1

I multiply many probabilities into one.

P.S. The probability won't never be zero (it'll be 0.01) and it won't never be hundrer (it'll be 0.99).

for probabilities in get_random_list_of_probabilities():
    a = 1
    b = 1
    for probability in probabilities:
        a *= probability
        b *= (1 - probability)

    if a < b:
        a_is_greater += 1
    if b > a:
        b_is_greater += 1

After some iterations, the a can be about 5.087e-258.

According to sys.float_info, the minimum value my Python can handle is about 2.225e-308.

I am afraid of running my code on other machines.

How can I normalize my values?

Thanks a lot!

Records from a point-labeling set
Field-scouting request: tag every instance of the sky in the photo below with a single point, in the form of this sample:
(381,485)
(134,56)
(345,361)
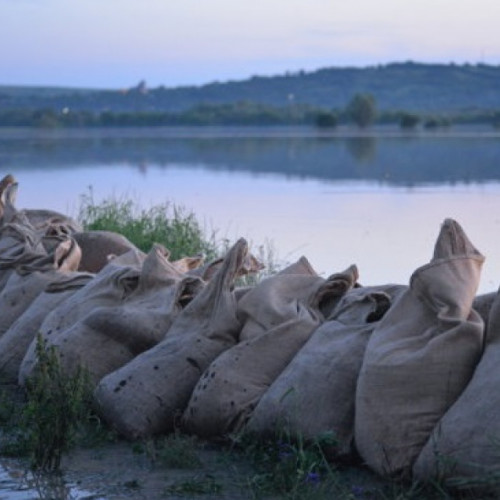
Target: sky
(117,43)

- _Given problem A_
Answer these questions about the post on multiplying probabilities:
(i) About how small can a get after some iterations?
(ii) According to sys.float_info, what is the minimum value the writer's Python can handle?
(iii) What is the lowest value a probability will take?
- _Given problem B_
Carry every line of the point-labeling listing over into your reply, requests included, and add 34 to each coordinate in the answers. Leave the pictures out.
The post on multiplying probabilities and the listing have nothing to do with each other.

- _Output A_
(i) About 5.087e-258.
(ii) About 2.225e-308.
(iii) 0.01.

- _Output B_
Field-scouting request: tag every instance of the sky in the photo below with a single point, in the form of this sample:
(381,485)
(134,56)
(345,361)
Target: sky
(151,77)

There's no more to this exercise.